Write out each line of the material again, word for word.

* * * *

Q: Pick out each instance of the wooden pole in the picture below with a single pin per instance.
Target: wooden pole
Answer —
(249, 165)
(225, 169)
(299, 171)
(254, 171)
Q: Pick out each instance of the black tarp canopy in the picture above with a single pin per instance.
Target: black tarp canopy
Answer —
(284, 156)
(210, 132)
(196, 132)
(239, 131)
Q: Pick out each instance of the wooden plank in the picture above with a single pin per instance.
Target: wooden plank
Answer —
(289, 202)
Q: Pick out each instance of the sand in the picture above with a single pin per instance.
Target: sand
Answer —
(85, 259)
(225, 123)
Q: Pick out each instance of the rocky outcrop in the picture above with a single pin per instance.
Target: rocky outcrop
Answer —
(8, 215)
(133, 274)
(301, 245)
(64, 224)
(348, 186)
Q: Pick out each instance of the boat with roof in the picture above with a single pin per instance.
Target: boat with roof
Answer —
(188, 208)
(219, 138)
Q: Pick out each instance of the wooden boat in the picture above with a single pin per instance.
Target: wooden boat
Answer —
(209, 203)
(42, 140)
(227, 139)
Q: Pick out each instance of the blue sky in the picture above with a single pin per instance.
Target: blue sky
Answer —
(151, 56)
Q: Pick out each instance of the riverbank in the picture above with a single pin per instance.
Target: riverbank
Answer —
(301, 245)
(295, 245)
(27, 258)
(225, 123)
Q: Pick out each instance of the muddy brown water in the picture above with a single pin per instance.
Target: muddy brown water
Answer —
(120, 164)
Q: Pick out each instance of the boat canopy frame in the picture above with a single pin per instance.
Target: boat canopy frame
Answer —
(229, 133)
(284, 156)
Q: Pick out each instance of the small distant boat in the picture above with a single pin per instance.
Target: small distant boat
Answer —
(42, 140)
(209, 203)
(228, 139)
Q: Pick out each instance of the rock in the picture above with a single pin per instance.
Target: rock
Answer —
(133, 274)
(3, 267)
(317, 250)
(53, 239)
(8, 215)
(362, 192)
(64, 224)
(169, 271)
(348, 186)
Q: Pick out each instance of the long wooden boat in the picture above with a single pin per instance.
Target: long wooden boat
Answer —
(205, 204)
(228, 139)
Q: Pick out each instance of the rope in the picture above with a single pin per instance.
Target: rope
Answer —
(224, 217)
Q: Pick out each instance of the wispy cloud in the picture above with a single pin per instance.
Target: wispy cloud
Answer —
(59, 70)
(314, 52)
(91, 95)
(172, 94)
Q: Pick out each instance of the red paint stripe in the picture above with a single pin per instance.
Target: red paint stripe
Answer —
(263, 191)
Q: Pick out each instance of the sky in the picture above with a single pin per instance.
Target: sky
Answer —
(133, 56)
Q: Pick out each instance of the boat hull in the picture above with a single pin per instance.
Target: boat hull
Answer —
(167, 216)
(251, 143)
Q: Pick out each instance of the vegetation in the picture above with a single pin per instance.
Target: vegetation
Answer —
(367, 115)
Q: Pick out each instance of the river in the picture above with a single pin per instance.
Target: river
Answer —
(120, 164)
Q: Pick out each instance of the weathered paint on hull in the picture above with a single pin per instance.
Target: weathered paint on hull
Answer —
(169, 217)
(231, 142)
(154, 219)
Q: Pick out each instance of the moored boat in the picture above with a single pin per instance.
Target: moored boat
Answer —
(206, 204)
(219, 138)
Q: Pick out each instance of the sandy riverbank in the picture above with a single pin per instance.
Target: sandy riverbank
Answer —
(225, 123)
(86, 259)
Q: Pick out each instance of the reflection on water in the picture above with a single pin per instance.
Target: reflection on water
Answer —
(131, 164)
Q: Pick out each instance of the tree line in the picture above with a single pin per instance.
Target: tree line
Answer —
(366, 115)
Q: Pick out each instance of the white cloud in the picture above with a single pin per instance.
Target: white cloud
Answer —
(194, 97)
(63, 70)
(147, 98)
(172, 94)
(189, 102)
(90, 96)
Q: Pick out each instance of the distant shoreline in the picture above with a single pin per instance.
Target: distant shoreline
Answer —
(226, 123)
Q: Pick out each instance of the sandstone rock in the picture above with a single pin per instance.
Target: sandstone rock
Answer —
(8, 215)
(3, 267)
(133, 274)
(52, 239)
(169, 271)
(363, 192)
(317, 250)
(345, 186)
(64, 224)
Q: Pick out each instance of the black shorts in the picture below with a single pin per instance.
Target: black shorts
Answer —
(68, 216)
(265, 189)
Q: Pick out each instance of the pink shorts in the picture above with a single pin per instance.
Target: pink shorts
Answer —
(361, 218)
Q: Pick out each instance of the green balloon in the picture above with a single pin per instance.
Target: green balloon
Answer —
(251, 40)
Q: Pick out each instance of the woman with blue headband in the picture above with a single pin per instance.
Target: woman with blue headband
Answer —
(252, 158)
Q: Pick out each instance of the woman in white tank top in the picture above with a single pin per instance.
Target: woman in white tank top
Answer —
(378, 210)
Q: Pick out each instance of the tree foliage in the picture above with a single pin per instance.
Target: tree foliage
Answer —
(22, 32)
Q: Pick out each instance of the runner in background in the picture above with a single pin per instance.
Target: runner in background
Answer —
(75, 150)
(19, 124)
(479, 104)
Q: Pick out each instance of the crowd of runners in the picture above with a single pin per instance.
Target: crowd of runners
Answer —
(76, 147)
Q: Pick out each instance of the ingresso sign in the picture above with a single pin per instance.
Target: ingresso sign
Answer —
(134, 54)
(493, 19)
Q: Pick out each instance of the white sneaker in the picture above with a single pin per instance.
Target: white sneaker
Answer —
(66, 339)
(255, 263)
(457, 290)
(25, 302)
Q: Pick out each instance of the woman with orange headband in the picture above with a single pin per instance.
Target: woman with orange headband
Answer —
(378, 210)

* * * *

● **Answer to this problem**:
Q: Pick out each instance of the wooden pole in the picture below with a single pin per instance.
Target: wooden pole
Answer —
(249, 165)
(225, 169)
(299, 171)
(254, 171)
Q: Pick out each instance of the black tarp canopy in the picture above with a single pin per instance.
Target: black tarp canopy
Answer —
(284, 156)
(210, 132)
(196, 132)
(239, 131)
Q: Pick out each instance of the wooden plank in the picture above with a single pin per instance.
Target: wooden plank
Answer —
(289, 202)
Q: Pick out each instance of the sand in the picture above with a single pin per instance.
Target: sand
Answer —
(85, 259)
(225, 123)
Q: Pick out each instance of the rocky outcrop in the picture above with a single pin per instance.
Target: rocky outcrop
Answer —
(8, 215)
(133, 274)
(301, 245)
(64, 224)
(348, 186)
Q: Pick out each instance of the boat with roof in the picture above with a single pin per instance.
Target: boat with roof
Answer —
(188, 208)
(219, 138)
Q: Pick out each instance of the wooden boat in the picture above with a single pin per instance.
Target: wooden boat
Answer —
(209, 203)
(42, 140)
(227, 139)
Q: Pick out each instance of the blue sky in the picture above with a single pin per instance.
Target: blue sky
Answer —
(151, 56)
Q: Pick out each instance of the riverbank in the picture above with a single pin per instance.
Target: riverbank
Answer —
(301, 245)
(295, 245)
(27, 258)
(225, 123)
Q: Pick out each instance of the muddy brown water in the picture above with a single pin per instance.
Target: muddy brown water
Answer —
(120, 164)
Q: Pick out each instance of the boat canopy frame in the picture above with a single pin per instance.
Target: boat canopy frame
Answer —
(229, 133)
(284, 156)
Q: Pick out each instance of the small distant boat in the picture above with a single pin per instance.
Target: small distant boat
Answer —
(42, 140)
(209, 203)
(228, 139)
Q: Pick out each instance of the rock in the picture above with a single pin per instance.
Target: rock
Answer —
(133, 274)
(3, 267)
(317, 250)
(53, 239)
(8, 215)
(362, 192)
(64, 224)
(169, 271)
(348, 186)
Q: Pick out each instance of the long wooden boat in the picture above with a single pin per instance.
Target: long wooden boat
Answer —
(205, 204)
(228, 139)
Q: Pick out each instance of the rope in the picture above with a single pin per instance.
Target: rope
Answer —
(224, 217)
Q: Pick out each instance of the wispy cloud in the picture above with a single pin per instance.
Target: wispy cloud
Answer —
(59, 70)
(314, 52)
(91, 95)
(172, 94)
Q: Pick out each instance of the red paint stripe in the picture above with a single pin per instance.
Target: red paint stripe
Answer —
(263, 191)
Q: Pick out each instance of the sky in the picture above with a single pin per instance.
Target: sky
Answer —
(133, 56)
Q: Pick out each instance of the boat hull in the picture above with a single pin per instance.
Target: boat hull
Answer —
(167, 216)
(251, 143)
Q: Pick out each instance of the vegetation in the picture above with a single pin per instance.
Target: vegetation
Answer —
(367, 115)
Q: Pick out each instance of the river in the picture above with a single pin per instance.
Target: river
Answer —
(120, 164)
Q: Pick out each instance of the weathered paint on hull in the picture above with a single pin per instance.
Target: weathered paint on hull
Answer —
(169, 217)
(231, 142)
(154, 219)
Q: Pick out each instance of the moored boat in the picture above with a single pin per instance.
Target: moored boat
Answer —
(206, 204)
(219, 138)
Q: Pick out each instance of the sandy riverbank in the picture above with a single pin per instance.
Target: sandy riverbank
Answer —
(225, 123)
(86, 259)
Q: Pick out each instance of the reflection on water in the picture above with a single pin per instance.
Target: reflection on water
Answer —
(131, 164)
Q: Pick out each instance of the tree line in the picture above with a single pin per instance.
Target: tree line
Answer —
(366, 115)
Q: Pick out each instance of the white cloud in the picture above with a single pin per instance.
Target: white cloud
Answer —
(194, 97)
(63, 70)
(147, 98)
(172, 94)
(189, 102)
(90, 96)
Q: Pick out each instance of the distant shoreline in the picture above with a single pin per instance.
Target: distant shoreline
Answer —
(226, 123)
Q: Pick out each instance of the sandstone rock in the picture above with a single pin per instance.
Target: sandstone rock
Answer —
(8, 215)
(3, 267)
(133, 274)
(52, 239)
(169, 271)
(363, 192)
(317, 250)
(345, 186)
(64, 224)
Q: Pick out each instance of the black shorts in the picture below with a single pin per instance.
Target: black shorts
Answer —
(68, 216)
(265, 189)
Q: Pick out each instance of the pink shorts in the picture above with a single pin per instance.
Target: pink shorts
Answer —
(361, 218)
Q: Pick out each instance of the green balloon in the picture above with a single pin per instance.
Target: green balloon
Answer —
(251, 40)
Q: Pick out each instance of the woman with blue headband in the picture above with a single pin per instance.
Target: woman with blue headband
Answer —
(252, 158)
Q: Pick out each instance of the woman in white tank top in the picture above with a single pin per instance.
Target: woman in white tank top
Answer —
(378, 210)
Q: Pick out each instance of the tree foliage in the picture above with a single pin per instance.
Target: tree foliage
Answer —
(22, 32)
Q: Pick out each instance of the runner in background in the picture above with a single pin per instance.
Target: runner in background
Answer —
(75, 150)
(19, 124)
(479, 104)
Q: Pick out each instance of the crowd of runners in the picture above with a single pin per instance.
Target: crowd of runners
Answer —
(76, 147)
Q: Pick out each instance of the ingresso sign in the picture above with a single pin per instance.
Target: ingresso sign
Answer —
(134, 54)
(493, 19)
Q: Pick out each instance of the white sneaker in the picture above with a single pin per instance.
Target: white sneaker
Answer —
(66, 339)
(255, 263)
(457, 290)
(25, 302)
Q: Pick out each instance of the woman with orange headband in the picture above with a single pin per instance.
Target: woman with orange headband
Answer —
(378, 210)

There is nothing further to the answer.